━━━ Document segment

This political fandom “tells politicians that we are with them, no matter how badly they screw us”, concludes Foley. “And they present the risk of genuinely democratic forces being railroaded.”

You’d have to be insensate not to notice the “parasocial” nature of some support for Sturgeon. Or, to be honest, to ignore its function. A stateless nation needs its collective cringe factor to reduce, for any kind of progress towards autonomy to happen. Sturgeon’s “relatability” contributes to this rise in Scottish self-confidence, in the same way as Billy Connolly, Margo MacDonald, Jimmy Reid (and, prior to their respective stooshies, Alex Salmond and Tommy Sheridan) once did.

Can “genuinely democratic forces be railroaded” by our entrancement with charismatic politicians? See the storming of the US Capitol building for a one-line answer to that.

But with a cross-party Holyrood committee invited by Salmond to hoover up information, and a second investigation by James Hamilton (a Salmond appointee, remember), still wide-open as to its judgements, I don’t think we can claim that processes of accountability are being undemocratically traduced here. No matter how many waves of charisma, of radically different kinds, are swilling round the Robert Burns Rooms.

HOWEVER, if we go back into the human and social sciences, we can find research which should alert us to the power of emotions in public life. Last October I wrote in this column about “visceral politics”. This is a new branch of neuroscience which studies how political appeals can mesh with our deep biological needs for balance, security and flourishing (or “homeostasis”, as the neuroscientists call it).

I noted then that Sturgeon was, consciously or not, doing visceral politics. Not just through her calm and reliable daily appearances during the Covid crisis, but also by the way her language of “love”, “hope” and “solidarity” was probably triggering primary and deeply evolved drives of care and sadness among viewers.

As she triggered these drives, Sturgeon was also providing the vocabulary by which stress-relieving emotions could be constructed in the populace. According to the neuroscience, this language wasn’t just emo-blah, or “parasocial” babble. It would have positive physiological effects, particularly on a national community freaked and strained by the pandemic.

Did Sturgeon bring all that well-honed visceral fluency – a fluency which social workers sometimes call “use of self” – to the Burns committee room on Wednesday? Without a doubt. Might Sturgeon’s taste for artful contemporary fiction have further equipped her – made her able to tell rich, subtle stories about the self (indeed, her “self”) in order to powerfully frame the context for specific events? You betcha.

━━━━━━
━━━ Given entries

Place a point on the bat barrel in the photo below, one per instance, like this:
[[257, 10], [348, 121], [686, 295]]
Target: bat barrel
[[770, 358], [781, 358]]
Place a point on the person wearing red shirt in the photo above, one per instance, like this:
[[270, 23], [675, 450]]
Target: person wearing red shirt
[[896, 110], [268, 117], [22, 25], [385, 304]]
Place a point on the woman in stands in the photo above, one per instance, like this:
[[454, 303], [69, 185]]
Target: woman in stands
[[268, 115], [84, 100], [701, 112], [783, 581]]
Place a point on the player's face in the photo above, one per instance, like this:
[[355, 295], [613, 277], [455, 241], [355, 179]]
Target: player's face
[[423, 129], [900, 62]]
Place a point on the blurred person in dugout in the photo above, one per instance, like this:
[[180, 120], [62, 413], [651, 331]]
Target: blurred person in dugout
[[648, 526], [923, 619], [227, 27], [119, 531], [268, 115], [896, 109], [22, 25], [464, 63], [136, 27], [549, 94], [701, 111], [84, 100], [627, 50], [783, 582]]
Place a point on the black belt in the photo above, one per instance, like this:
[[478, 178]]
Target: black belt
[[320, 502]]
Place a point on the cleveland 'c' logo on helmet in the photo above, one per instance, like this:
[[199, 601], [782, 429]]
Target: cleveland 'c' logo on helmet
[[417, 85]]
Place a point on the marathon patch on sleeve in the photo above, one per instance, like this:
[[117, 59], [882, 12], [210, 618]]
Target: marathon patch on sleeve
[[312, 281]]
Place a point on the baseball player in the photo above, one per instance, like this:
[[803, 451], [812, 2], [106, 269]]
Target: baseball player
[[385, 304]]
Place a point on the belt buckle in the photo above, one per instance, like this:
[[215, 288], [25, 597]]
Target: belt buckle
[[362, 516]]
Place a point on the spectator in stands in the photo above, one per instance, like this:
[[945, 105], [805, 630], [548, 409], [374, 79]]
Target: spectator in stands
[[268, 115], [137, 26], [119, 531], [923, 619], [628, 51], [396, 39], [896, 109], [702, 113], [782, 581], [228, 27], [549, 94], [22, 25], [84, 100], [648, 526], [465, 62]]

━━━━━━

**Task 1:**
Answer these questions using the column on Sturgeon:
(a) Who is carrying out the second investigation?
(b) When did the writer discuss "visceral politics" in this column?
(c) What term do neuroscientists use for our deep biological needs for balance, security and flourishing?
**Task 2:** Reproduce the passage of the column on Sturgeon word for word, starting at "This political fandom" and ending at "answer to that.".

**Task output 1:**
(a) James Hamilton
(b) Last October
(c) Homeostasis

**Task output 2:**
This political fandom “tells politicians that we are with them, no matter how badly they screw us”, concludes Foley. “And they present the risk of genuinely democratic forces being railroaded.”

You’d have to be insensate not to notice the “parasocial” nature of some support for Sturgeon. Or, to be honest, to ignore its function. A stateless nation needs its collective cringe factor to reduce, for any kind of progress towards autonomy to happen. Sturgeon’s “relatability” contributes to this rise in Scottish self-confidence, in the same way as Billy Connolly, Margo MacDonald, Jimmy Reid (and, prior to their respective stooshies, Alex Salmond and Tommy Sheridan) once did.

Can “genuinely democratic forces be railroaded” by our entrancement with charismatic politicians? See the storming of the US Capitol building for a one-line answer to that.